**Text section**
_____

# Wasabi Pea Gnocchi



## NaeKid (Oct 17, 2008)

I love wasabi and found Wasabi Peas ... freeze dried peas coated with a hot wasabi coating.

Just for the fun of it, I was playing on AllRecipes.com and found a Wasabi Pea Gnocchi

http://allrecipes.com/Recipe/Wasabi-Pea-Gnocchi/Detail.aspx

What is Gnocchi? It is a potato-based Italian dish. Very yummy.

Why am I posting this here? Because I want a way to remember it and make it later! :flower:


----------



## cowboyhermit (Nov 10, 2012)

I frikkin love wasabi peas, I bought them in bulk, I ate a lot of them. 
I have been taking a break from them, but never thought of using them for cooking. Of course, I have used wasabi powder a bit.


----------



## NaeKid (Oct 17, 2008)

cowboyhermit said:


> I frikkin love wasabi peas, I bought them in bulk, I ate a lot of them.
> I have been taking a break from them, but never thought of using them for cooking. Of course, I have used wasabi powder a bit.


I love them because they are filling, low calorie, taste awesome too! :factor10: :factor10: :factor10:

I found some wasabi powder and wanted to find some recipes for it. That is how I found that gnocchi recipe on AllRecipes.com .. artydance:


----------



## lovetogrow (Jan 25, 2011)

Never had wasabi peas but sounds like a tasty dish!

I've made this gnocchi dish and it's really good too.

http://www.foodnetwork.com/recipes/marc-forgione/gnocchi-with-brown-butter-and-sage-recipe.html


----------

_____

**Jobs**
a. Answer the following from the wasabi pea gnocchi thread:
(i) How does NaeKid describe gnocchi?
(ii) What does cowboyhermit say he has used a bit?
(iii) What does lovetogrow say about his or her own experience with wasabi peas?
b. Rewrite the part of the wasabi pea gnocchi thread that begins with the words "What is Gnocchi?" and ends with "(Nov 10, 2012)", replacing "Very yummy" with "Quite delicious".

**Dataset content**
_____

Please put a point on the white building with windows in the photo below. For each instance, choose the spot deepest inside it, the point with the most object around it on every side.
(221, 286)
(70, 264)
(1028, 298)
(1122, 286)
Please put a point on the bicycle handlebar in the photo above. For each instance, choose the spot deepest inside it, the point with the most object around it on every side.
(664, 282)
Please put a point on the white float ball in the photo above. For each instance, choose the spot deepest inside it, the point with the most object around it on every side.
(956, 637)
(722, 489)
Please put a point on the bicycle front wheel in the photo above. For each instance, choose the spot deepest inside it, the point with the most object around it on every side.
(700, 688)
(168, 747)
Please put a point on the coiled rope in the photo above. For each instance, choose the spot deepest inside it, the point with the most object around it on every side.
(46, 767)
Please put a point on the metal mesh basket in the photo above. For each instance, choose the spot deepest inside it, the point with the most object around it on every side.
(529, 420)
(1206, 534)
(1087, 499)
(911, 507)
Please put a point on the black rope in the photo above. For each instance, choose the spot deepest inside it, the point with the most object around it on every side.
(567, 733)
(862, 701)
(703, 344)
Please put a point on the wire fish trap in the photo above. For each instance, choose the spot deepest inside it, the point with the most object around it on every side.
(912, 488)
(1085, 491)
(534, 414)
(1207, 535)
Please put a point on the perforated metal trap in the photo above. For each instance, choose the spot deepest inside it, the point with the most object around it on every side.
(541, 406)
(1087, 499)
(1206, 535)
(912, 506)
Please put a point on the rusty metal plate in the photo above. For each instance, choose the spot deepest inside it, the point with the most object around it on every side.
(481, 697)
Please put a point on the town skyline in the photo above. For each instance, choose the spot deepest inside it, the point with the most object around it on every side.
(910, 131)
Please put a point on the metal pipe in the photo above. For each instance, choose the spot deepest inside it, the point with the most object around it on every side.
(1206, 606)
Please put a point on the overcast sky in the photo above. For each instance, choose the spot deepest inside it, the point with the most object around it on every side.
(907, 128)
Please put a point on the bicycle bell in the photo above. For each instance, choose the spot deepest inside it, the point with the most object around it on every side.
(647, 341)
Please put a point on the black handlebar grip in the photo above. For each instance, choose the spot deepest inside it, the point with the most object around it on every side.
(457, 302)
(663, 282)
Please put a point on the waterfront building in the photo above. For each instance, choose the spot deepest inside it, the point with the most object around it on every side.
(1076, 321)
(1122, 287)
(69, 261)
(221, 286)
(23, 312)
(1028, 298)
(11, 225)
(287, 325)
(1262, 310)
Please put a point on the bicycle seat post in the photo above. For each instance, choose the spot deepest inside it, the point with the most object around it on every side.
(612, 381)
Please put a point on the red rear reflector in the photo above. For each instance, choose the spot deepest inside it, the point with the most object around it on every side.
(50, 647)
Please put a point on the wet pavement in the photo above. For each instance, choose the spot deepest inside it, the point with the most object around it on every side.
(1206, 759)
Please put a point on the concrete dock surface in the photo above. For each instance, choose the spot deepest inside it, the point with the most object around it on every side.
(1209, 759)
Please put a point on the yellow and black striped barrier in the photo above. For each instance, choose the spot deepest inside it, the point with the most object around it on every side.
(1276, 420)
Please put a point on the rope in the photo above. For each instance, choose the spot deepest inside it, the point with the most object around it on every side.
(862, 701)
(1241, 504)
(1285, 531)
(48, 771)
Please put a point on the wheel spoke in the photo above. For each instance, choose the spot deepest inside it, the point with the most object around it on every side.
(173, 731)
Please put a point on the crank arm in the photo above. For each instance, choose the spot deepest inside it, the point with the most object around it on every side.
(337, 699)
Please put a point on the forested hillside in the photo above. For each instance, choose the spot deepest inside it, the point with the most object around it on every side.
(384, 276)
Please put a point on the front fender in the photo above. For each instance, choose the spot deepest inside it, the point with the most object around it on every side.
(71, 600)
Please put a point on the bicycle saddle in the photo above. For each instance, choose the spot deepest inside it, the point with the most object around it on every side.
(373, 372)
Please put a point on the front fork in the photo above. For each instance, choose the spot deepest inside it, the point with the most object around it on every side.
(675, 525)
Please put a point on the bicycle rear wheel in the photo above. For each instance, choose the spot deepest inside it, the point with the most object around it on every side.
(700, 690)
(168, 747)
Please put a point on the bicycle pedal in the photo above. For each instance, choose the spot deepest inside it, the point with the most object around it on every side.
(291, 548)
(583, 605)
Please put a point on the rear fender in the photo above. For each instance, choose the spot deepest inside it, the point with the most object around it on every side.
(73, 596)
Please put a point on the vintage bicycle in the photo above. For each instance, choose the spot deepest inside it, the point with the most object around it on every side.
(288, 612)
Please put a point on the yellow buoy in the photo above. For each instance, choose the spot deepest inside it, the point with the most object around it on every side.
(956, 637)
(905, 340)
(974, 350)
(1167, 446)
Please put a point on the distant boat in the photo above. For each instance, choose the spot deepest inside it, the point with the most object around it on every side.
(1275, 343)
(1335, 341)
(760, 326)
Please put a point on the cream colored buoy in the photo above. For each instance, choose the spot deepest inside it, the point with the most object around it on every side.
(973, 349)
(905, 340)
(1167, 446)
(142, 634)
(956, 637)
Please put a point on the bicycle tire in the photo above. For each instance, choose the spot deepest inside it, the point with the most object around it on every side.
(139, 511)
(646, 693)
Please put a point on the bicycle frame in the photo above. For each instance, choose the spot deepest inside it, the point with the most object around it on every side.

_____

**Exercise solutions**
a.
(i) A potato-based Italian dish.
(ii) Wasabi powder.
(iii) lovetogrow has never had them.

b.
What is Gnocchi? It is a potato-based Italian dish. Quite delicious.

Why am I posting this here? Because I want a way to remember it and make it later! :flower:


----------



## cowboyhermit (Nov 10, 2012)